Like imagine personalizing your/your family's greenhouse, and visiting your friends' greenhouses. How you use it in different seasons, what you have growing in it, the spaces dedicated to hanging out.
Imagine you go to a friend's house and they have a greenhouse with green and yellow panels interspersed, light shining through the glass and onto a nice warm floor on a spring day. There's a rug and some pillows tucked into the corner with a small table, so you can sit or pull up a chair to enjoy snacks or just hang out.
You go to another friend's. Their greenhouse is dedicated to output, with dwarf citrus trees and strawberries and peppers and tomatoes and herbs growing in neat little pots on the tables. Some of them will be planted in the beds outside, some will be given to friends, some will live their whole lives within the glass walls and be perfectly happy. Sometimes your friend opens the panels, and the greenhouse comes to life with all kinds of butterflies and bees stopping by to visit.

To do:
1. Answer these questions about the greenhouse text:
(a) What two colors are the panels in the first friend's greenhouse?
(b) What piece of furniture is in the corner with the rug and pillows?
(c) Which visitors arrive when the second friend opens the panels?
2. For each statement, say whether it agrees with the greenhouse text, and quote the words that decide it:
(a) The first friend's greenhouse has a cold floor.
(b) Every plant in the second friend's greenhouse is eventually moved outside.
(c) The second friend's plants grow in pots on tables.

Dataset rows:

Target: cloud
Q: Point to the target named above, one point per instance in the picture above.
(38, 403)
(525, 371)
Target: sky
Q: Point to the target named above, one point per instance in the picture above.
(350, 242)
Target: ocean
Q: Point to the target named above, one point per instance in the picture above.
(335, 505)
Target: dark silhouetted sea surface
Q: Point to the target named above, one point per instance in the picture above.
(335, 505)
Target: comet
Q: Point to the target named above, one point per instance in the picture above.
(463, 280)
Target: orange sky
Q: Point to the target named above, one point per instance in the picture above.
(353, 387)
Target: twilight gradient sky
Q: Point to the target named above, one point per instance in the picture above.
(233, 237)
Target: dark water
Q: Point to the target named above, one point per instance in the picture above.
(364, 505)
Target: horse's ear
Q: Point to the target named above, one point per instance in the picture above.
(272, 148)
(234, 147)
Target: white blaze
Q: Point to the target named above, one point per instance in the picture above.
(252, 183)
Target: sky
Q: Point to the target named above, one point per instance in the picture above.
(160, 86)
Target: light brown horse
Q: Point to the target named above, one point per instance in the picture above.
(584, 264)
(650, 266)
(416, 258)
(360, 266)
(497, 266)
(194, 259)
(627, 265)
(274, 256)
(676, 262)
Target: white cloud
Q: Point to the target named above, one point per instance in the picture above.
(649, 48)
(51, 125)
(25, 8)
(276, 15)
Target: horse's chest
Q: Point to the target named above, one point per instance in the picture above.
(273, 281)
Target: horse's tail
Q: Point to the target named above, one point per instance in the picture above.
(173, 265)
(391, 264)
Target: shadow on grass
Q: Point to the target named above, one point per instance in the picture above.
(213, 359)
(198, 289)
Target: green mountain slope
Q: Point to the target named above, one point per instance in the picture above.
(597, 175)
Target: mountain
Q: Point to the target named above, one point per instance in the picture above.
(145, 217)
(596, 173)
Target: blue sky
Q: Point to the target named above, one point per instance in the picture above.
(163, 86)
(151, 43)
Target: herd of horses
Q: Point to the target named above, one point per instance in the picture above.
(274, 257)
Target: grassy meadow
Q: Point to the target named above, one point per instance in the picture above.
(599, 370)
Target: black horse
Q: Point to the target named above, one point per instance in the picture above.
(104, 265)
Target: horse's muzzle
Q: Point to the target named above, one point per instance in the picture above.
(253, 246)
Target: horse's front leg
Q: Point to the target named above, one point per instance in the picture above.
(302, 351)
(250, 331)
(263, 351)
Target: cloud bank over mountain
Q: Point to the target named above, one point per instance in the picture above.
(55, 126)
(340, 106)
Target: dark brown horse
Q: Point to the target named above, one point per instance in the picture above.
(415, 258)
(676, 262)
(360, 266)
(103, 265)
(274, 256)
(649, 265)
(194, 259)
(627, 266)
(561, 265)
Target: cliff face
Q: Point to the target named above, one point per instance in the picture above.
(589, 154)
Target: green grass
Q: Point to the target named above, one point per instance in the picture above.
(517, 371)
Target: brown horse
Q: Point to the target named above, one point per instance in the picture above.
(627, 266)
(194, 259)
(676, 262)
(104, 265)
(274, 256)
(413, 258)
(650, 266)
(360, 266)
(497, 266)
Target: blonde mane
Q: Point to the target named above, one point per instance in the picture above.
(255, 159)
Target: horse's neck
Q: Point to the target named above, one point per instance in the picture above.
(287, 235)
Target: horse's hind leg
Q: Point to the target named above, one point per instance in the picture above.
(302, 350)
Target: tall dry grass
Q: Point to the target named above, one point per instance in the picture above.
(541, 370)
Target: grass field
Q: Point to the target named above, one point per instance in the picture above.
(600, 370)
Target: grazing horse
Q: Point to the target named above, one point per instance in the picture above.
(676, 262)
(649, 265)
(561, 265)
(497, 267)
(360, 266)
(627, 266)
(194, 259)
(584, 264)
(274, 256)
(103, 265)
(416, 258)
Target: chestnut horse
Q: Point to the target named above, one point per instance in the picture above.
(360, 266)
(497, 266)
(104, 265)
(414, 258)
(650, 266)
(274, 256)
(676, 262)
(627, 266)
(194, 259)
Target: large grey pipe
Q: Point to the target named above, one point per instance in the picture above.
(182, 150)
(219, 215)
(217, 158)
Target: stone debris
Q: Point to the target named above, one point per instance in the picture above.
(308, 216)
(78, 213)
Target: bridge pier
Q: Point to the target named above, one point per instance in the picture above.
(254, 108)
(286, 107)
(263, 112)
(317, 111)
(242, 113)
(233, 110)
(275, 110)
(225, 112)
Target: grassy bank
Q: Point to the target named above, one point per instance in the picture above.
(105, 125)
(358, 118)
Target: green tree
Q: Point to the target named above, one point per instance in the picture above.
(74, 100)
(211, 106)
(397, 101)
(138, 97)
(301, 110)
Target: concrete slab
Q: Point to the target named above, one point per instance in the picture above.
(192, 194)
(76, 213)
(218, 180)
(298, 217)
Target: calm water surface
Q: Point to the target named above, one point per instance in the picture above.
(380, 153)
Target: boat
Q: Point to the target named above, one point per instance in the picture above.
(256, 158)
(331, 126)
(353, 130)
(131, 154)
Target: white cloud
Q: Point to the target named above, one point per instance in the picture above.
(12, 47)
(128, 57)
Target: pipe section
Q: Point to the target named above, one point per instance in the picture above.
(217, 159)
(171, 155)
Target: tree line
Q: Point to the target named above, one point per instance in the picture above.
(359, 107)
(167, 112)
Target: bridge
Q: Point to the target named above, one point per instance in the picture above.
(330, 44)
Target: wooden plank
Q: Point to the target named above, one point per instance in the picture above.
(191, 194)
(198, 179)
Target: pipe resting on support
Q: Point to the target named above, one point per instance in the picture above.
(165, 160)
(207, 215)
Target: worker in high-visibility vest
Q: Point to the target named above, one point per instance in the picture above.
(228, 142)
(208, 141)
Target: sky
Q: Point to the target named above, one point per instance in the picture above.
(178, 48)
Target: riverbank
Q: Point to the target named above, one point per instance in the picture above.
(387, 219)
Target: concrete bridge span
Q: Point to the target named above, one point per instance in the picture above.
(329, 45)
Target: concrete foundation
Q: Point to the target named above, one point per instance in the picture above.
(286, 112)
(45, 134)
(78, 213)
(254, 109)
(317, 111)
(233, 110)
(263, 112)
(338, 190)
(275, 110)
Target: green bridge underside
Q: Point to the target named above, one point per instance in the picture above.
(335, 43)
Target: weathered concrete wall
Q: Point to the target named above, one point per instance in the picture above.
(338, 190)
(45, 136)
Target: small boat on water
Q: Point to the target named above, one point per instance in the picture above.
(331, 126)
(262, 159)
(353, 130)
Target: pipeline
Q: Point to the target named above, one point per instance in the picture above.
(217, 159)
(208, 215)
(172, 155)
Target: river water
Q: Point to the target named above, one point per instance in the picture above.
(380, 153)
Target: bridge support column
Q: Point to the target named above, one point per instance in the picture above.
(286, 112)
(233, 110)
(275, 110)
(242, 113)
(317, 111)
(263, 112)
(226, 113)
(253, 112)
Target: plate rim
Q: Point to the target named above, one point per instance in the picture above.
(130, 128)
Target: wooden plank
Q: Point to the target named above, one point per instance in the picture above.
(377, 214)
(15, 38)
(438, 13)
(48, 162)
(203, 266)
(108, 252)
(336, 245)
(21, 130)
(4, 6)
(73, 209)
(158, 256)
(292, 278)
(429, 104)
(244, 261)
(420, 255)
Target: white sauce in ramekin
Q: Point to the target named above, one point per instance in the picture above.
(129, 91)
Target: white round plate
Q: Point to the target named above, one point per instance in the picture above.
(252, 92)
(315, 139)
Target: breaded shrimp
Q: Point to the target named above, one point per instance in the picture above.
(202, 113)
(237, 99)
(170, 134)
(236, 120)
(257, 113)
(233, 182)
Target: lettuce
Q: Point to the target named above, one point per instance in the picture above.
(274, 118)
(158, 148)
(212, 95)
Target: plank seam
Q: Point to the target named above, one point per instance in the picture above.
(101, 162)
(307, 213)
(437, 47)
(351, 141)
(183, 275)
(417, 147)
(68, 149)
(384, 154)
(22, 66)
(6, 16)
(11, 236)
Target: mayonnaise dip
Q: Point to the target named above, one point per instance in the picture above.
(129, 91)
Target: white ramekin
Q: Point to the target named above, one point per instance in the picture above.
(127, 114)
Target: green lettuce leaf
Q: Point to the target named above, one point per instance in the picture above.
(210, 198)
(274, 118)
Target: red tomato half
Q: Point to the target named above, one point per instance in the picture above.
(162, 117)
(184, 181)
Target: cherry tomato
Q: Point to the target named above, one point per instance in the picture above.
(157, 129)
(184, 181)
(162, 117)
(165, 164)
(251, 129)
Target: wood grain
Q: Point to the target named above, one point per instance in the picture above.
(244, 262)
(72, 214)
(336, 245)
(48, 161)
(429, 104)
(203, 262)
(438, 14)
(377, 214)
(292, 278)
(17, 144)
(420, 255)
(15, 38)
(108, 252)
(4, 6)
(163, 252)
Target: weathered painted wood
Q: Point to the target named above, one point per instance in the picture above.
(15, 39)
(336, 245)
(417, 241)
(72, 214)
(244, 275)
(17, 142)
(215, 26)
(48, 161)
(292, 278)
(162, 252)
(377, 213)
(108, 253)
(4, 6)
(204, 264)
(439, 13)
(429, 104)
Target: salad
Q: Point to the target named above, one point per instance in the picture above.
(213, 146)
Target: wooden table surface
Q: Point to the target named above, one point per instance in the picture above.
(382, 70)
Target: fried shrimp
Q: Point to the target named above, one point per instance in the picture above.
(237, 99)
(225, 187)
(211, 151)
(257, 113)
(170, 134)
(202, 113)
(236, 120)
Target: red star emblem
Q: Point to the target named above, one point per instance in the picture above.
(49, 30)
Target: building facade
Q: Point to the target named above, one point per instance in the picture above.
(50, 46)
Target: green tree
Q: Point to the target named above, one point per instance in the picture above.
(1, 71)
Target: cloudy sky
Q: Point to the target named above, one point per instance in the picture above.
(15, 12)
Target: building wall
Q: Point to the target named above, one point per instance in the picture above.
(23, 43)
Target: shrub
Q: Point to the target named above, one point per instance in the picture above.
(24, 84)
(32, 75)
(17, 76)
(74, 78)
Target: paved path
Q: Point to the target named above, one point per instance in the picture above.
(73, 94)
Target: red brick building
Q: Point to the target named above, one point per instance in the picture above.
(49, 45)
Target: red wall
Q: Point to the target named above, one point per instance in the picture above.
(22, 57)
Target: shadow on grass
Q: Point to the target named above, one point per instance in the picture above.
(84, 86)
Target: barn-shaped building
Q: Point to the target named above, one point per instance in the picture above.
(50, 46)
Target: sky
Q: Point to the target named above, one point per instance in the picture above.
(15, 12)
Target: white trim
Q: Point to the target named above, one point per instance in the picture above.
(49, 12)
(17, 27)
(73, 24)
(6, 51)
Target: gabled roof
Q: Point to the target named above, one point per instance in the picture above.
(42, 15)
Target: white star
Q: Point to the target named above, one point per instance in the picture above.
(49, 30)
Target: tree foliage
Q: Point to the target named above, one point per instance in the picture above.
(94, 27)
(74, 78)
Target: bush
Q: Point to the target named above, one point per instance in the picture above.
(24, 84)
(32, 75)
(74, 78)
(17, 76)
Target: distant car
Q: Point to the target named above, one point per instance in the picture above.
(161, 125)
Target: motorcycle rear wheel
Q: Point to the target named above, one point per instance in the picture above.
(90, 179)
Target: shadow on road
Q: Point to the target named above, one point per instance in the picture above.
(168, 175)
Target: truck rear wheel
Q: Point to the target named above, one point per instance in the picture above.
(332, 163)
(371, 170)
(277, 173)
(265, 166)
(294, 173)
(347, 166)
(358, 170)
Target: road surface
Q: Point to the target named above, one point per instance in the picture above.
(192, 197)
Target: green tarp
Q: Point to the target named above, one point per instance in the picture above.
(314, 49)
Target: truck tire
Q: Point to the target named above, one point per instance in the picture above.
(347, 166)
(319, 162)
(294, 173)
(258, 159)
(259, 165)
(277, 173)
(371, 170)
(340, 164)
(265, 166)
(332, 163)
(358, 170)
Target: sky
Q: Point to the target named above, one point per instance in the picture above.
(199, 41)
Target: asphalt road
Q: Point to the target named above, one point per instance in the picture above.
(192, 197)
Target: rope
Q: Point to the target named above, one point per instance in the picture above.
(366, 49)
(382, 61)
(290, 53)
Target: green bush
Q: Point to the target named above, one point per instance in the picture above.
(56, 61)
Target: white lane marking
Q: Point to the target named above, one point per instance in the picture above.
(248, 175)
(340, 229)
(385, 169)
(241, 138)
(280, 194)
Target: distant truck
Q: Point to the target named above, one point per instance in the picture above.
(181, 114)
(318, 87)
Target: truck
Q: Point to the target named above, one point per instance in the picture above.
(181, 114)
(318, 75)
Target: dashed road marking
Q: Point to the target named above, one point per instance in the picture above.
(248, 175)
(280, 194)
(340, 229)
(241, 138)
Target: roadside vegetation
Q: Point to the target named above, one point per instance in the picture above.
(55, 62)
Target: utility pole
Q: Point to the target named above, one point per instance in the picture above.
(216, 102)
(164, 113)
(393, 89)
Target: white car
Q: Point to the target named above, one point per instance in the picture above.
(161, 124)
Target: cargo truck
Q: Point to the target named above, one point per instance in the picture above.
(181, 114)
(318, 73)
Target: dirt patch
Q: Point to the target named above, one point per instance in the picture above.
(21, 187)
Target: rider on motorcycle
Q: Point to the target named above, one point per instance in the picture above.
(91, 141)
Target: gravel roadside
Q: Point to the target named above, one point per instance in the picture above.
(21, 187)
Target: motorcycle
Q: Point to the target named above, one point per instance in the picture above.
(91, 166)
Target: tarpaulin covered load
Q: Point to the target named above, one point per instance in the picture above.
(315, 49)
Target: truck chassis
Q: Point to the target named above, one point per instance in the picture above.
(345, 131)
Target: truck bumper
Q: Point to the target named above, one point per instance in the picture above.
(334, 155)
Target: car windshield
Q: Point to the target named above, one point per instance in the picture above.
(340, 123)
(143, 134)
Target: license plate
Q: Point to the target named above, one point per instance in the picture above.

Responses to the tasks:
1.
(a) Green and yellow.
(b) A small table.
(c) Butterflies and bees.

2.
(a) No: "a nice warm floor on a spring day"
(b) No: "some will live their whole lives within the glass walls"
(c) Yes: "growing in neat little pots on the tables"